**Aim of the task:** The exercise asks for every line of the data to be reproduced exactly.

**Task data:**
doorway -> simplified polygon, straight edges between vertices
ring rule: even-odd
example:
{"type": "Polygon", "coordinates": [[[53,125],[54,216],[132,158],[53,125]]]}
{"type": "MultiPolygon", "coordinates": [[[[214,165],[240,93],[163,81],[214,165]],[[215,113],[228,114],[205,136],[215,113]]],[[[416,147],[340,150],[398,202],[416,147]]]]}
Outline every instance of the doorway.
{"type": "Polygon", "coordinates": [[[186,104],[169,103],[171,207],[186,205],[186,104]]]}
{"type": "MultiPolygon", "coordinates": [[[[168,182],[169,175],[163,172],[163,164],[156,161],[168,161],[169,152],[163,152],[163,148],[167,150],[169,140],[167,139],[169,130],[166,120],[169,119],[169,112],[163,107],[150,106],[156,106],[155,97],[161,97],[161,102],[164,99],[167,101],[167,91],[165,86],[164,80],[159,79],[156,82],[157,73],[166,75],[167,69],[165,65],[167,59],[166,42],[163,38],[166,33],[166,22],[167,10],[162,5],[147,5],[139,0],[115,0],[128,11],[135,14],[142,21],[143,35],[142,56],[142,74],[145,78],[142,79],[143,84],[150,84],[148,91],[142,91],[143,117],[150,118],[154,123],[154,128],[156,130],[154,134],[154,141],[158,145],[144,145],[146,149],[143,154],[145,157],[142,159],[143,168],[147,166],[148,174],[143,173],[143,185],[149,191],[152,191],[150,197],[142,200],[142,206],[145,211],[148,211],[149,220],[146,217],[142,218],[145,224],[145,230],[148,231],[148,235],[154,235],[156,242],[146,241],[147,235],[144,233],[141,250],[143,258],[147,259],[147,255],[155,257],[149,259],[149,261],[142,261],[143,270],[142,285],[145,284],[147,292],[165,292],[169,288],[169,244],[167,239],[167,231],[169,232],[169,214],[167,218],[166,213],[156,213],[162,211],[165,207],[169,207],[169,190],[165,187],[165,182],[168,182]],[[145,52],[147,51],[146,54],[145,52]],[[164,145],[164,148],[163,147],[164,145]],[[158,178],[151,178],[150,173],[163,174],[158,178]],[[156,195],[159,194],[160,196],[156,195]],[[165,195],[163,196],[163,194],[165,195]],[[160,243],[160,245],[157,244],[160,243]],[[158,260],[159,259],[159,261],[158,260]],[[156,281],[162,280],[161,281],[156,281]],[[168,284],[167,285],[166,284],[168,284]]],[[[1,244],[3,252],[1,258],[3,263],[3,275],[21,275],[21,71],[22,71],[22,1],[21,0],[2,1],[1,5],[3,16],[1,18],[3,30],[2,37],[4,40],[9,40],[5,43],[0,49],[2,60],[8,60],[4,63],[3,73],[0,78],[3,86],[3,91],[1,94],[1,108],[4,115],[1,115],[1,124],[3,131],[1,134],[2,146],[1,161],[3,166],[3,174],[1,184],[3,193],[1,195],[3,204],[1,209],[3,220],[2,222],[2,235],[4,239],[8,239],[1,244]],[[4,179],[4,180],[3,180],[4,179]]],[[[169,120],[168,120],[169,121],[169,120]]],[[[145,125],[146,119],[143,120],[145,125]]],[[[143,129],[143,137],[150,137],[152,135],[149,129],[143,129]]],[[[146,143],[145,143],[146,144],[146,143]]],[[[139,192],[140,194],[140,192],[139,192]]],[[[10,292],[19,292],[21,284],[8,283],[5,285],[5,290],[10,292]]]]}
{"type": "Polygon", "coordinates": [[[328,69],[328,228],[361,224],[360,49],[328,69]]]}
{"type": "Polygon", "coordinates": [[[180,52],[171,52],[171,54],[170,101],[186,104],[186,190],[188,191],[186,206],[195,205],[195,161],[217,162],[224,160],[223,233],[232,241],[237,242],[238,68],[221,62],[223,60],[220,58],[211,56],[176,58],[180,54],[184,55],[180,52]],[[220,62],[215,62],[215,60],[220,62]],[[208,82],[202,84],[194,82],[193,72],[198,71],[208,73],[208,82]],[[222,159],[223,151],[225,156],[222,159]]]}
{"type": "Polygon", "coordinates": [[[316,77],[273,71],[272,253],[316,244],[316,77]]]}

**Exercise solution:**
doorway -> simplified polygon, straight edges between vertices
ring rule: even-odd
example:
{"type": "Polygon", "coordinates": [[[53,125],[54,216],[132,158],[53,125]]]}
{"type": "MultiPolygon", "coordinates": [[[[214,165],[240,93],[163,81],[214,165]],[[215,113],[228,114],[205,136],[215,113]]],[[[416,147],[340,150],[398,202],[416,147]]]]}
Outline every instance of the doorway.
{"type": "Polygon", "coordinates": [[[186,104],[169,103],[171,207],[186,205],[186,104]]]}
{"type": "MultiPolygon", "coordinates": [[[[168,182],[169,175],[163,172],[163,164],[156,161],[168,161],[169,152],[163,152],[163,148],[167,150],[169,140],[167,139],[169,130],[166,120],[169,119],[169,112],[163,107],[150,106],[156,106],[155,97],[161,97],[161,102],[164,99],[167,101],[167,91],[165,86],[164,80],[159,79],[156,82],[157,73],[166,75],[167,69],[165,65],[167,59],[166,42],[163,38],[166,33],[166,22],[167,10],[162,5],[147,5],[139,0],[115,0],[128,11],[135,14],[142,21],[143,35],[142,56],[142,74],[145,78],[142,79],[143,84],[150,84],[148,91],[142,91],[143,117],[150,118],[154,123],[154,128],[156,130],[154,134],[154,141],[158,145],[144,145],[146,149],[143,154],[145,157],[142,159],[143,168],[147,166],[148,174],[143,173],[143,185],[149,191],[152,191],[150,197],[142,200],[142,206],[145,211],[148,211],[149,220],[146,217],[142,218],[145,224],[145,230],[148,231],[148,235],[154,235],[156,242],[146,241],[147,235],[144,233],[141,250],[143,258],[147,259],[147,255],[155,257],[149,259],[149,261],[142,261],[143,270],[142,285],[145,284],[147,292],[165,292],[169,288],[169,244],[167,239],[167,231],[169,232],[169,214],[167,218],[166,213],[156,213],[162,211],[165,207],[169,207],[169,190],[165,187],[165,182],[168,182]],[[145,52],[147,51],[146,54],[145,52]],[[164,145],[164,148],[163,147],[164,145]],[[158,178],[151,178],[150,173],[163,174],[158,178]],[[156,195],[159,194],[160,196],[156,195]],[[165,195],[163,196],[163,194],[165,195]],[[160,243],[160,245],[157,244],[160,243]],[[158,260],[159,259],[159,261],[158,260]],[[156,281],[162,280],[161,281],[156,281]],[[168,284],[167,285],[166,284],[168,284]]],[[[1,244],[3,252],[1,258],[3,263],[3,275],[21,275],[21,71],[22,71],[22,1],[21,0],[2,1],[1,5],[3,16],[1,18],[3,30],[2,37],[4,40],[9,40],[5,43],[0,49],[2,60],[8,60],[4,63],[3,73],[0,78],[3,86],[3,91],[1,94],[1,108],[4,115],[1,115],[1,124],[3,131],[1,134],[2,146],[1,161],[3,166],[3,174],[1,184],[3,193],[1,195],[3,204],[1,209],[3,220],[2,222],[2,235],[4,239],[8,239],[1,244]],[[4,179],[4,180],[3,180],[4,179]]],[[[169,120],[168,120],[169,121],[169,120]]],[[[145,125],[146,119],[143,120],[145,125]]],[[[143,129],[143,137],[150,137],[152,135],[149,129],[143,129]]],[[[146,143],[145,143],[146,144],[146,143]]],[[[139,192],[140,194],[140,192],[139,192]]],[[[10,292],[19,292],[21,284],[8,283],[5,285],[5,290],[10,292]]]]}
{"type": "Polygon", "coordinates": [[[328,69],[328,228],[361,224],[360,49],[328,69]]]}
{"type": "Polygon", "coordinates": [[[180,52],[171,52],[171,54],[170,101],[186,104],[186,190],[188,191],[186,206],[195,205],[195,161],[217,162],[224,160],[223,233],[232,241],[237,242],[238,68],[221,62],[223,60],[220,58],[211,56],[176,58],[180,54],[184,55],[180,52]],[[220,62],[215,62],[215,60],[220,62]],[[208,82],[202,84],[194,82],[193,72],[198,71],[208,73],[208,82]],[[222,159],[223,151],[225,156],[222,159]]]}
{"type": "Polygon", "coordinates": [[[316,77],[273,71],[272,253],[316,244],[316,77]]]}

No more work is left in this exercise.